Les livres, pour le meilleur et pour le pire, consignent les traces de l’histoire de l’espèce humaine sur terre, les controverses que cette vision de l’histoire suscite au cœur du vivant, et à l’intérieur de ces enjeux, ils archivent les innombrables traces de parcours individuels, subjectifs, fusionnels ou déviants dont s’inspirer pour sa propre trajectoire de vie. Ils constituent d’immenses ressources cognitives qui contribuent à la dimension cumulative de la culture humaine, ce qui la distingue des traits culturels d’autres espèces privées de la capacité d’accumuler le culturel. Ce qui s’effectue comme transmission à travers les actes de lecture, c’est le regard des lecteurs sur ce qu’ils ont lu, leurs émotions et l’acquisition d’idées qu’ils vont inévitablement investir dans leur manière d’être, que ce soit dans la sphère privée ou publique, l’intime ou le professionnel. Ce sont les différentes manières, discrètes ou médiatiques, bavardes ou silencieuses, verbalisées ou comportementales (passées dans la chair), de prendre position pour ou contre ce que racontent les livres lus, d’interpréter et de rendre compte de ce qui est écrit. Mais c’est surtout transmettre l’importance de lire, de s’inscrire dans cette attention à tout ce que notre histoire a généré comme écrits et le besoin de s’en inspirer, d’en digérer des morceaux, de les restituer transformés, de faire sans cesse circuler et évoluer cette masse d’écritures, traces de toutes les expériences accumulées qui font ce que nous sommes aujourd’hui et qui, par les énergies singulières qui les parcourent, doivent sans cesse être réinterprétées, débattues, questionnées.

********************

TRAVAIL À RÉALISER: Prolongez l’extrait sur les livres et la transmission par la lecture, à partir de sa dernière phrase.

[Items de localisation]
********************

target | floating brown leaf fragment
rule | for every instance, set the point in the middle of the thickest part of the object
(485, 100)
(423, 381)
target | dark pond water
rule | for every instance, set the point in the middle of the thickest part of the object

********************

RÉSULTAT OBTENU:
« Plus fondamentalement, pour qu’un contenu mental ou un savoir-faire, ou le résultat d’un savoir-faire puissent devenir un fait culturel – c’est-à-dire quelque chose de partageable entre des individus différents et de détachable de sa source et des aléas de la life history – il faut qu’il y ait transmission. Mettre celle-ci au centre d’une théorie de la culture ne signifie donc pas qu’on veut réduire la culture à un analogon de la transmission génétique, ni qu’on veut nier la créativité humaine, mais tout simplement qu’on reconnaît qu’elle est un fait social. De cela il découle que pour qu’une chose puisse entrer dans le champ culturel, elle doit pouvoir être transmise, en tant qu’elle est cette chose-ci et non pas une autre, d’un individu à un autre ou d’un groupe d’individus à un autre groupe d’individus (quitte à ce qu’elle soit transformée lors de sa « mentalisation » assimilatricen). » C’est à cela que participe le lecteur, pour le meilleur ou le pire, qu’il le veuille ou non.

1

Rémi Sussan, « Humanités et sciences cognitives : une nouvelle critique littéraire », internetactu.net, 22/04/2010.

2

Gérard Genette, Seuils, Seuil, Paris, 1987.

3

Jean-Marie Schaeffer, La fin de l’exception humaine, Gallimard, Paris, 2007, p. 289.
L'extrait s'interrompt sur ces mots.